#### Text shown
• • •
# We are trying out `pyjanitor` on the example from [TidyTuesday 2019-04-23](https://github.com/rfordatascience/tidytuesday/blob/master/data/2019/2019-04-23/readme.md)

This week's data comes from [Tam Nguyen](https://github.com/tamdrashtri) and [MyAnimeList.net via Kaggle](https://www.kaggle.com/aludosan/myanimelist-anime-dataset-as-20190204). [According to Wikipedia](https://en.wikipedia.org/wiki/MyAnimeList) - "MyAnimeList, often abbreviated as MAL, is an anime and manga social networking and social cataloging application website. The site provides its users with a list-like system to organize and score anime and manga. It facilitates finding users who share similar tastes and provides a large database on anime and manga. The site claims to have 4.4 million anime and 775,000 manga entries. In 2015, the site received 120 million visitors a month."

Anime without rankings or popularity scores were excluded. Producers, genre, and studio were converted from lists to tidy observations, so there will be repetitions of shows with multiple producers, genres, etc. The raw data is also uploaded.

Lots of interesting ways to explore the data this week!

# Import libraries and load data

In [1]:
# Import pyjanitor and pandas
import janitor
import pandas as pd
import pandas_flavor as pf

In [2]:
filename = 'https://raw.githubusercontent.com/rfordatascience/tidytuesday/master/data/2019/2019-04-23/raw_anime.csv'
df = pd.read_csv(filename)

# TL;DR Version

In [3]:
@pf.register_dataframe_method
def str_remove(df, column_name: str, pat: str, *args, **kwargs):
    """Wrapper around df.str.replace"""

    df[column_name] = df[column_name].str.replace(pat, "", *args, **kwargs)
    return df


@pf.register_dataframe_method
def str_trim(df, column_name: str, *args, **kwargs):
    """Wrapper around df.str.strip"""

    df[column_name] = df[column_name].str.strip(*args, **kwargs)
    return df


@pf.register_dataframe_method
def explode(df: pd.DataFrame, column_name: str, sep: str):
    """
    For rows with a list of values, this function will create new
    rows for each value in the list
    """

    df["id"] = df.index
    wdf = (
        pd.DataFrame(df[column_name].str.split(sep).fillna("").tolist())
• • •
#### Records contained in a dataset
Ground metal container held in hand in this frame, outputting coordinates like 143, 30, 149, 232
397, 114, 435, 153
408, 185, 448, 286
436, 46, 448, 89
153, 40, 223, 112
• • •
#### List of tasks
1/ Collect every line of the records that contains the word "frame".
2/ Write what comes next in the pyjanitor notebook on the anime data, picking up from its last line.

#### Outputs by task
1/
Ground metal container held in hand in this frame, outputting coordinates like 143, 30, 149, 232

2/
        .stack()
        .reset_index()
    )
    # exploded_column = column_name
    wdf.columns = ["id", "depth", column_name]  ## plural form to singular form
    # wdf[column_name] = wdf[column_name].apply(lambda x: x.strip())  # trim
    wdf.drop("depth", axis=1, inplace=True)

    return pd.merge(df, wdf, on="id", suffixes=("_drop", "")).drop(
        columns=["id", column_name + "_drop"]
    )


@pf.register_dataframe_method
def str_word(
    df,
    column_name: str,
    start: int = None,
    stop: int = None,
    pat: str = " ",
    *args,
    **kwargs
):
    """
    Wrapper around `df.str.split` with additional `start` and `end` arguments
    to select a slice of the list of words.
    """

    df[column_name] = df[column_name].str.split(pat).str[start:stop]
    return df


@pf.register_dataframe_method
def str_join(df, column_name: str, sep: str, *args, **kwargs):
    """
    Wrapper around `df.str.join`
    Joins items in a list.    
    """

    df[column_name] = df[column_name].str.join(sep)
    return df


@pf.register_dataframe_method
def str_slice(
    df, column_name: str, start: int = None, stop: int = None, *args, **kwargs
):
    """
    Wrapper around `df.str.slice
    """

    df[column_name] = df[column_name].str[start:stop]
    return df


clean_df = (
    df.str_remove(column_name="producers", pat="\[|\]")
    .explode(column_name="producers", sep=",")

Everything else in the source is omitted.